• Soal 1:
Sebutkan semua penyebab dominan perceraian yang disebutkan dalam teks tentang pernikahan dan perceraian.
• Soal 2:
Lanjutkan teks tentang pernikahan dan perceraian setelah kalimat terakhirnya.

• Kutipan Teks:
● ● ●

Penulis: Luwy Sartika |
Menikah adalah momen yang paling ditunggu – tunggu oleh sebagian besar orang, terlebih bagi umat Islam, menikah adalah salah satu jalan menyempurnakan keimanan juga menjalankan sunnah baginda Nabi Muhammad Shallallahu 'Alayhi wa Sallam yang mulia. Menikah yang seharusnya dijadikan momen sakral pengikatan janji antara dua insan dihadapan Rabb nya. Namun, semakin bergeraknya zaman, pasangan suami istri sekarang seakan tidak bisa melihat hakikat pernikahan yang mereka jalankan. Kasus kawin cerai seperti sudah dilumrahkan menjadikan pernikahan adalah sebatas hubungan biasa yang bisa diputuskan kapan saja. Data dari Dirjen Bimas Islam Kementerian Agama, Prof Dr Kamaruddin Amin menyampaikan angka perceraian setiap tahun di Indonesia berjumlah 516 ribu pasangan. Angka pernikahan juga kian menurun saat kasus perceraian terus naik.
Banyak upaya yang dilakukan pemerintah termasuk dengan memberikan Bimbingan Perkawinan Pra Nikah Bagi Calon Pengantin (BimWinCaTin) guna menekan angka perceraian yang dominan disebabkan oleh ketidaksiapan calon pengantin untuk menikah, kurangnya pemahaman tentang keluarga, dan belum paham tentang managemen keuangan serta kesehatan reproduksi. Hal – hal semacam ini yang dianggap akan menciptakan keluarga tidak memiliki visi dan misi yang kuat juga melahirkan anak – anak yang stunting atau gizi buruk, lebih parah ketika orang tua tak mampu mendidik anak – anaknya bahkan tak jarang menjadi anak – anak nakal yang merugikan masyarakat.

● ● ●

• Kutipan Data:
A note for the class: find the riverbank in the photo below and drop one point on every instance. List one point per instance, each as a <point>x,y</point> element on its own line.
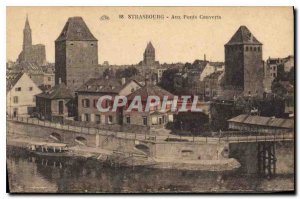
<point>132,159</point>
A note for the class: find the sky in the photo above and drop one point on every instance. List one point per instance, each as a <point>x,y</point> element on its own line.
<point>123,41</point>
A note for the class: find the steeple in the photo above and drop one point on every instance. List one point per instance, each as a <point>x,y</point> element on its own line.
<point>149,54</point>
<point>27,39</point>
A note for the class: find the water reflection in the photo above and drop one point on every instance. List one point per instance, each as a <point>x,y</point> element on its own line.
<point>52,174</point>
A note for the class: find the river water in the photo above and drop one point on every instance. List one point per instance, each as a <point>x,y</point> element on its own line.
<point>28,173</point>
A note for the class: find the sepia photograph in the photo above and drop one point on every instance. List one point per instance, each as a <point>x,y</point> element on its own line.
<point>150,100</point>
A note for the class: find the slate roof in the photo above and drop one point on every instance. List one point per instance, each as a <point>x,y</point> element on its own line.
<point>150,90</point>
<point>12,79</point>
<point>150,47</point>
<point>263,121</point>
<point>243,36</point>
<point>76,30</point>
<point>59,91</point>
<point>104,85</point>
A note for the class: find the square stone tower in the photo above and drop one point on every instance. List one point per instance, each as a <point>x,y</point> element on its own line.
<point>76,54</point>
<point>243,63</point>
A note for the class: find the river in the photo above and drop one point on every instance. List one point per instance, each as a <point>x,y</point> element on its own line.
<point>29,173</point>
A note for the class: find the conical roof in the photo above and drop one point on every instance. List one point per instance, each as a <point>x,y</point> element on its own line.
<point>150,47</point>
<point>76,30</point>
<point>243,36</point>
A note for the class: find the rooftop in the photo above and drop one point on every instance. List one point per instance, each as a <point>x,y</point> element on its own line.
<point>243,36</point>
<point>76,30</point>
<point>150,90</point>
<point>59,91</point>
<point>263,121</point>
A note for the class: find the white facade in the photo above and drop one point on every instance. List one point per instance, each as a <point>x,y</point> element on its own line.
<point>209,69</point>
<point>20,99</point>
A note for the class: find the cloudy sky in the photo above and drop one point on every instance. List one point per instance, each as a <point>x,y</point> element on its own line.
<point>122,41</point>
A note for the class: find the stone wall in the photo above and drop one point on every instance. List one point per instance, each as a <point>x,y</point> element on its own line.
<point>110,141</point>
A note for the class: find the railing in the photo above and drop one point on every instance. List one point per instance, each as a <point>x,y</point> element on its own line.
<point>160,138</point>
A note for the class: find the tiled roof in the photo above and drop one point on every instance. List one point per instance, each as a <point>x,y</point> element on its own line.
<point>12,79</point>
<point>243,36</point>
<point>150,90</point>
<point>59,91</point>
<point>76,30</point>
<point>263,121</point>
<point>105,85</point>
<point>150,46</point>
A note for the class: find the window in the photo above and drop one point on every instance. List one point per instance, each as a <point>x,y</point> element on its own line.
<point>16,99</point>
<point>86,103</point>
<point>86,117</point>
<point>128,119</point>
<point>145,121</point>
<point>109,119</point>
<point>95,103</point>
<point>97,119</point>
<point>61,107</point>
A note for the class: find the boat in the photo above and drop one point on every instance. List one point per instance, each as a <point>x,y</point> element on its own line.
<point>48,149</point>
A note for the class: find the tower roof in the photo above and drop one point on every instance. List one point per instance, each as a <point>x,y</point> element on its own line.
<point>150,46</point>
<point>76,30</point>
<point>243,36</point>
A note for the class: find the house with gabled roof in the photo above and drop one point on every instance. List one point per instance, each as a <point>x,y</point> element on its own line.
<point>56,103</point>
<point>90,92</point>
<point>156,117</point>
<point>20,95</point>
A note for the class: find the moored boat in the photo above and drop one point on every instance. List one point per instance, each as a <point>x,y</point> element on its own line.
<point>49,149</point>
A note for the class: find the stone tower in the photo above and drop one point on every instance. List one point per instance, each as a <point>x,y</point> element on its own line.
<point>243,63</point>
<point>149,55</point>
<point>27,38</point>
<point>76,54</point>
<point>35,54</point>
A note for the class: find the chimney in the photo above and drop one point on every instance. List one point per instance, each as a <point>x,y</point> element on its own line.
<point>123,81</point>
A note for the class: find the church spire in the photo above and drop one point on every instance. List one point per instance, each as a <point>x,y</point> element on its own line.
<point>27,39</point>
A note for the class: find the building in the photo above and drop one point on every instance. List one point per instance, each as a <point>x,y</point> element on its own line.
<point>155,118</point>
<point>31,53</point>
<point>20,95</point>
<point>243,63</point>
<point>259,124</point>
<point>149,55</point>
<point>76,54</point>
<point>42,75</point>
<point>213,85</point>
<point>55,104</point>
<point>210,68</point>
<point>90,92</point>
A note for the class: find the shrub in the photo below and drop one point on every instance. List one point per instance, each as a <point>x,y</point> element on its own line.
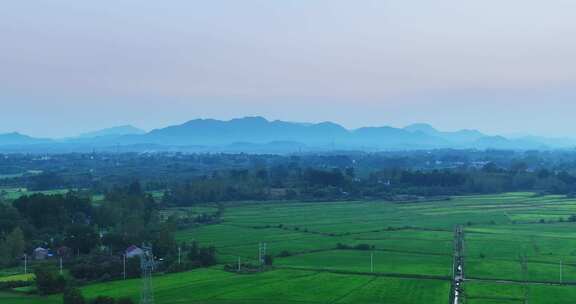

● ● ●

• Jawaban Benar 1:
- Ketidaksiapan calon pengantin untuk menikah
- Kurangnya pemahaman tentang keluarga
- Belum paham tentang manajemen keuangan serta kesehatan reproduksi

• Jawaban Benar 2:
Jika menelisik lebih dalam maka hal ini adalah masalah sistemik yang akarnya bukan hanya dari orang – orang atau mereka sebagai pasangan susmi istri saja akan tetapi juga negara dengan segala sistem yang diterapkan di dalamnya. Negara kita saat ini masih mengadopsi sistem kehidupan dari barat yaitu kapitalisme yang asas nya adalah liberalisme atau paham kebebasan dan sekularisme yakni memisahkan antara urusan agama dengan urusan kehidupan. Liberalisme dengan paham kebebasannya menjadikan setiap individu diberikan hak penuh atas dirinya sendiri.
Otoritas yang diberikan kepada setiap individu atas nama Hak Asasi Manusia menyebabkan kerusakan di tengah masyarakat. Aturan yang ditetapkan tidak lagi bertolak ukur pada ketaatan kepada Tuhan yang menciptakan manusia melainkan sekedar norma kesopanan dalam pandangan manusia saja, selama masih dianggap hal yang biasa maka boleh untuk berperilaku yang bahkan melanggar dalam sudut pandang agama. Generasi dicekoki paham kebebasan sehingga bebas mengekspresikan diri termasuk ketika memenuhi hasrat seksualnya.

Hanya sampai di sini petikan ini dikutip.